What you are asked to do: Reproduce every one of the items below word for word, leaving the pictures out of your response.

Entries:
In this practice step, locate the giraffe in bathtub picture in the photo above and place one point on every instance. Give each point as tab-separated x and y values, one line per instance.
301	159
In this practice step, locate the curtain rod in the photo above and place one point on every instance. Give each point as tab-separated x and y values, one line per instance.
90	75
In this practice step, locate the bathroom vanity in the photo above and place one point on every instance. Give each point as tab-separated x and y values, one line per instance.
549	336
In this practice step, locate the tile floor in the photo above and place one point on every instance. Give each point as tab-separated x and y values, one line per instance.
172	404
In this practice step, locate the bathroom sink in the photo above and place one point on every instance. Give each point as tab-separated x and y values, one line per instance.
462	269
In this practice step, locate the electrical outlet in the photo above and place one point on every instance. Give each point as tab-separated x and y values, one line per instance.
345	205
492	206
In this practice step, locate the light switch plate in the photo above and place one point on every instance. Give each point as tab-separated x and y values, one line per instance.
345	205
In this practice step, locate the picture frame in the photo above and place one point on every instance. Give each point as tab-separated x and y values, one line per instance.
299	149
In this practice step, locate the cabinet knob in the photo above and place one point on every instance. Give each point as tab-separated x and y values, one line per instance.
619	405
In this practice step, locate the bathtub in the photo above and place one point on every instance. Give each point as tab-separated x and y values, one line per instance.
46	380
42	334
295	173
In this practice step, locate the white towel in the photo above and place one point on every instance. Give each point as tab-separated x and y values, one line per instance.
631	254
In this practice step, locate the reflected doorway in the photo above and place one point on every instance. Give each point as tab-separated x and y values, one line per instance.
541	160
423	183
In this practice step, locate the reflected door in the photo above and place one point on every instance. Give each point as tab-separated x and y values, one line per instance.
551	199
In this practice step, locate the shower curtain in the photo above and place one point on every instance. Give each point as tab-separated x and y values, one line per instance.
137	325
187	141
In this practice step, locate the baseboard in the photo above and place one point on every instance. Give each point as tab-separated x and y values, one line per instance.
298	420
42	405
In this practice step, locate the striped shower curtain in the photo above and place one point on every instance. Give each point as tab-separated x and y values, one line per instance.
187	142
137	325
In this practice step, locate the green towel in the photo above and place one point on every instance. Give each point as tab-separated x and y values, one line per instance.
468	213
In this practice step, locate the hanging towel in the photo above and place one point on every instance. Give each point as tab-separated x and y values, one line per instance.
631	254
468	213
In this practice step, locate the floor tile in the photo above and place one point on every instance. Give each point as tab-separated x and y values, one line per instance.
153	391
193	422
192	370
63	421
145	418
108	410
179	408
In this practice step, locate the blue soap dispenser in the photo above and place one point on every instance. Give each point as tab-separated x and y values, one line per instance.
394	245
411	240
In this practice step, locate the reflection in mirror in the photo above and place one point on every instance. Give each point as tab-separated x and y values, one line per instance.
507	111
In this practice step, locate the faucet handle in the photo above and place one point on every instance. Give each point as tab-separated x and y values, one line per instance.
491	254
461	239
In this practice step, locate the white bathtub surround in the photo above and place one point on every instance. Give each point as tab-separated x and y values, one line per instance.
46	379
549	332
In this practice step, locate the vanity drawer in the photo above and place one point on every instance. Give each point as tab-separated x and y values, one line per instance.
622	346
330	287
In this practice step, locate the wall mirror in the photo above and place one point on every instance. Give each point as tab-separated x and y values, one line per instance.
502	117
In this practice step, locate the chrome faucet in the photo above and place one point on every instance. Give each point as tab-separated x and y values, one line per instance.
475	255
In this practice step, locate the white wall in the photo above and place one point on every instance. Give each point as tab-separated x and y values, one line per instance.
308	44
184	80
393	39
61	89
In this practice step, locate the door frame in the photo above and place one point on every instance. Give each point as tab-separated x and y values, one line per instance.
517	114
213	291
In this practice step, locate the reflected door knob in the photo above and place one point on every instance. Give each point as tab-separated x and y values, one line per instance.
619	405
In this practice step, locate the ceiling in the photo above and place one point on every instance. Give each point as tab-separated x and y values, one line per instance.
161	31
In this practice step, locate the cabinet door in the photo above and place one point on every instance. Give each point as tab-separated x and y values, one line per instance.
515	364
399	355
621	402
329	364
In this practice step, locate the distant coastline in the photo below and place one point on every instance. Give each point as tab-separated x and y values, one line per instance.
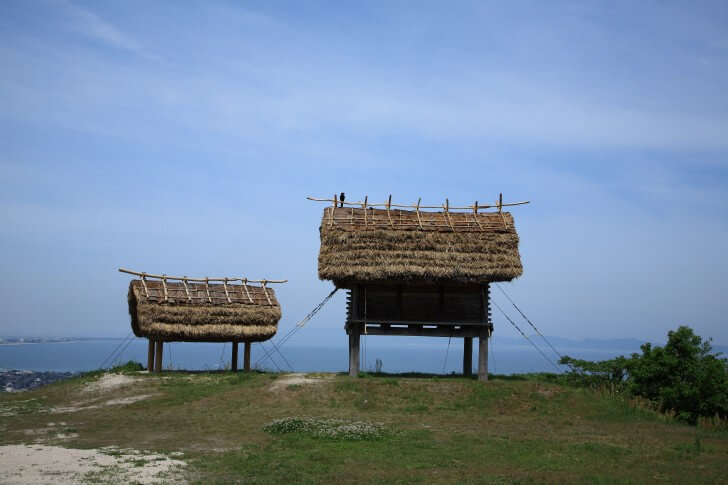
51	340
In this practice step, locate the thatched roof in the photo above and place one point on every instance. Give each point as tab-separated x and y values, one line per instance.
376	245
202	312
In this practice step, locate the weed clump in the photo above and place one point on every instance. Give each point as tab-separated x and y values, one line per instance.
335	429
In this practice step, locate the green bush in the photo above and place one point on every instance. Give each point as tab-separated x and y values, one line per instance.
683	376
605	373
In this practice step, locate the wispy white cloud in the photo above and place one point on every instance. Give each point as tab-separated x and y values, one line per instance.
86	23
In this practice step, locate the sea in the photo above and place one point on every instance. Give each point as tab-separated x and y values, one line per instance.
390	355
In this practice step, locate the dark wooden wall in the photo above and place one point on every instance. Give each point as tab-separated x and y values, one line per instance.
435	304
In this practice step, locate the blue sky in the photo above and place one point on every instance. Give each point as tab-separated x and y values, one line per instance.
184	139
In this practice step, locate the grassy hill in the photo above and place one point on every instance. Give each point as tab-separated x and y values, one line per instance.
433	429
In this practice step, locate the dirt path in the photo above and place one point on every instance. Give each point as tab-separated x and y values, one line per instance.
57	465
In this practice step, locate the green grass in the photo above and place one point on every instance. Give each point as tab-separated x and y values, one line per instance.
446	429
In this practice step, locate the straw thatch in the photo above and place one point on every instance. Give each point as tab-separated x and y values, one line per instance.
371	245
202	313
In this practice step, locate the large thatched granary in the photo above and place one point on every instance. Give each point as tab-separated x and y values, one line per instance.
181	309
418	272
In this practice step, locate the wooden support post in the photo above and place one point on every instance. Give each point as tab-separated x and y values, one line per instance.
246	357
354	350
158	356
150	356
483	355
234	362
468	356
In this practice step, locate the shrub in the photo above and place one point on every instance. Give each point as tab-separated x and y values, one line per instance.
606	373
336	429
683	376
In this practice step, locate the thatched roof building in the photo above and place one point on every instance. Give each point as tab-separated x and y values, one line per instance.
202	312
377	245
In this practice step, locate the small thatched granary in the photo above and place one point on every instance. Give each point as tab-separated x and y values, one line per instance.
181	309
416	272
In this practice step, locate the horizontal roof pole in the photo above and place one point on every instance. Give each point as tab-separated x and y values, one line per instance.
198	280
417	207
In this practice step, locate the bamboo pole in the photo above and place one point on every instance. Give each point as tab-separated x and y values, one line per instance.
400	206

The answer:
In this practice step, locate the giraffe in bathtub picture in the photo above and place one point on every instance. Give each point as tab-separated x and y values, one line per instance.
301	159
In this practice step, locate the curtain rod in the photo above and place one point on every instance. Give each point as tab-separated x and y values, one line per instance.
90	75
In this practice step, locate the bathroom vanity in the photo above and place one point on every instance. Give each point as tab-separated x and y values, one line per instance.
549	336
In this practice step, locate the tile floor in the photo above and place one point on every instance. Give each point as tab-separated x and y values, one line per instance.
172	404
In this practice step, locate the bathroom sink in the photo above and place one point on every instance. Give each point as tab-separated x and y values, one line per instance.
462	269
In this practice step, locate the electrical outlet in the photo above and place one point on every instance. Give each point as tab-separated x and y values, one line per instance.
345	205
492	206
In this practice step, locate the light switch plate in the photo above and place one point on every instance. Give each point as tab-separated x and y values, one line per instance.
345	205
In this practice step, locate the picture frame in the photo above and place one point on every instance. Give each point as tab-separated x and y values, one line per instance.
299	149
In this practice step, locate the cabinet knob in the photo above and place one point on every instance. Give each point as tab-separated x and y values, one line per instance.
619	405
In this practice step, locate the bathtub in the photo above and place one point on every instance. Give each point as tab-separated x and y values, one line per instance.
46	380
42	334
295	173
In this practice step, locate the white towel in the photo above and place one point on every instance. Give each point as tab-separated x and y values, one line per instance.
631	254
In this practice step, locate the reflected doorway in the photo above and place one point on every instance. Give each point as tab-separated x and y values, one line per instance.
541	160
423	183
In this practice step, locate the reflected door in the photo above and place one point on every instance. Give each point as tab-separated x and y values, one line per instance.
551	199
In this practice step, locate the shower curtain in the photo above and place one point on every instance. Give each point as tab-separated x and y values, one line per instance.
137	325
187	141
In this practice step, locate the baseboard in the photo above and place one point on every instance. Give each point as tab-separated x and y values, one line per instance.
298	420
42	405
In this practice step, locate the striped shower curtain in the photo above and place one point on every instance. Give each point as tab-separated x and y values, one line per instance.
187	142
137	325
In this practice step, locate the green towel in the photo above and place one point on every instance. Give each point as tab-separated x and y values, one line per instance.
468	213
In this practice step, locate the hanging towel in the photo above and place one point on every instance. Give each point as tab-separated x and y values, one line per instance.
631	254
468	213
In this practice step, locate the floor tile in the photo above and place one point on every instance. Give each point as tab-separated x and y values, one line per instance.
153	391
193	422
192	370
63	421
145	418
108	410
179	408
In this practice step, locate the blue soap dispenser in the photo above and place one point on every instance. Give each point as tab-separated x and y values, one line per instance.
394	245
411	240
In this practice step, locate the reflection in mirror in the photo above and place one point on every instance. Give each point as tab-separated x and y values, one line per instance.
507	111
In this practice step, locate the faucet handle in the photo above and place one point on every instance. Give each point as tab-separated x and y values, one line per instance.
491	254
461	239
In this practice step, locate the white bathtub surround in the photo above and place one point on every instance. Give each point as tab-separated x and y values, one line per instance.
46	379
549	332
In this practice step, locate the vanity drawer in the photo above and place one point on every instance. Give each point as tab-separated x and y values, one line per instance.
622	346
330	287
In this practice step, locate the wall mirror in the photo above and place one point on every instance. Give each point as tab-separated x and y values, one line per instance.
502	117
In this practice step, locate the chrome faucet in the photo above and place one point on every instance. Give each point as tab-separated x and y values, one line per instance.
475	255
In this practice step, locate the white wall in the photo above and place one point on every instance. Give each point as tab-separated x and y values, one line per instance.
308	44
184	80
393	39
61	89
In this practice step, locate the door frame in the photo above and place one point on every instance. Give each point as tab-separated x and y values, one line per instance.
517	114
213	291
In this practice step, locate the reflected door knob in the photo above and place one point on every instance. Give each point as tab-separated x and y values, one line per instance.
619	405
In this practice step, locate the ceiling in the photo above and place one point on every instance. Give each point as tab-separated x and y values, one line per instance.
161	31
In this practice step, locate the cabinet door in the photo above and place one point on every instance. Give each point as tab-separated x and y values, one line per instance.
515	364
399	355
621	402
329	364
In this practice step, locate the distant coastline in the photo below and place one point on every instance. Give each point as tab-separated x and y values, one line per instance.
51	340
In this practice step, locate the thatched roof in the photo above and place one point on every instance. Give each point as tab-separated x and y values, one line per instance.
376	245
202	312
In this practice step, locate the weed clump in the photo above and place one point on every instance. Give each point as tab-separated x and y values, one line per instance.
335	429
In this practice step, locate the green bush in the photo above and place one point on every instance. Give each point as tab-separated x and y values, one line per instance.
683	376
605	373
In this practice step, locate the wispy white cloud in the photo above and place one point on every instance. Give each point as tab-separated x and y values, one line per instance.
86	23
In this practice step, locate the sea in the photo above and place one point on every instance. Give each point as tab-separated x and y values, one line per instance.
390	355
In this practice step, locate the dark wooden wall in the photo above and place one point on every instance. Give each point as tab-separated x and y values, one line per instance.
435	304
In this practice step, locate the blue sky in the photo above and place one point on every instance. Give each point as tab-separated x and y values, one line per instance.
184	139
In this practice step, locate the grassy hill in the photo above and place one point on every instance. Give each point as tab-separated x and y values, one line per instance.
433	429
In this practice step, locate the dirt path in the photo above and place one point on every instance. Give each point as tab-separated x and y values, one line per instance.
57	465
In this practice step, locate the green grass in the photo above and place one point on every instance. Give each point as tab-separated x and y values, one line per instance.
446	429
In this practice step, locate the straw thatch in the photo above and place one point on every instance. Give each point as tab-separated x and y values, one line per instance.
371	245
202	313
In this practice step, locate the large thatched granary in the photo above and place one point on every instance. Give each point as tab-separated x and y values, one line per instance.
181	309
418	272
In this practice step, locate the wooden support post in the photo above and place one point on every instance. Give each point as tab-separated x and y values, one line per instance.
246	357
354	350
158	356
150	356
483	355
234	362
468	356
In this practice step, locate the shrub in the photo above and place one point on every instance. Give each point as tab-separated x and y values, one line per instance.
606	373
336	429
683	376
In this practice step, locate the thatched roof building in the photo above and place one point on every instance. Give each point as tab-separated x and y values, one line per instance.
202	312
377	245
In this practice step, locate the small thatched granary in the photo above and place one point on every instance. Give each point as tab-separated x and y values, one line per instance.
181	309
416	272
In this practice step, locate the horizontal roof pole in the photo above and place one point on every instance. Give each point as tab-separated x and y values, one line per instance.
198	280
417	207
In this practice step, locate the bamboo pole in the photo above and place one point on every instance. Give each point as tab-separated x and y values, one line per instance.
400	206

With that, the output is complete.